* EXERCISE DIRECTIONS
Write out the full listing exactly.

* EXERCISE MATERIAL
▼
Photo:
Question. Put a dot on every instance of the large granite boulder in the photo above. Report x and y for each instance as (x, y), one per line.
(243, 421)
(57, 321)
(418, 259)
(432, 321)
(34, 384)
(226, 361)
▲
* SOLVED PROBLEM
Photo:
Question. Put a dot on every instance of the large granite boulder in the photo above. Report x and y for each instance as (x, y), one per line.
(243, 421)
(57, 321)
(418, 259)
(432, 321)
(34, 384)
(226, 361)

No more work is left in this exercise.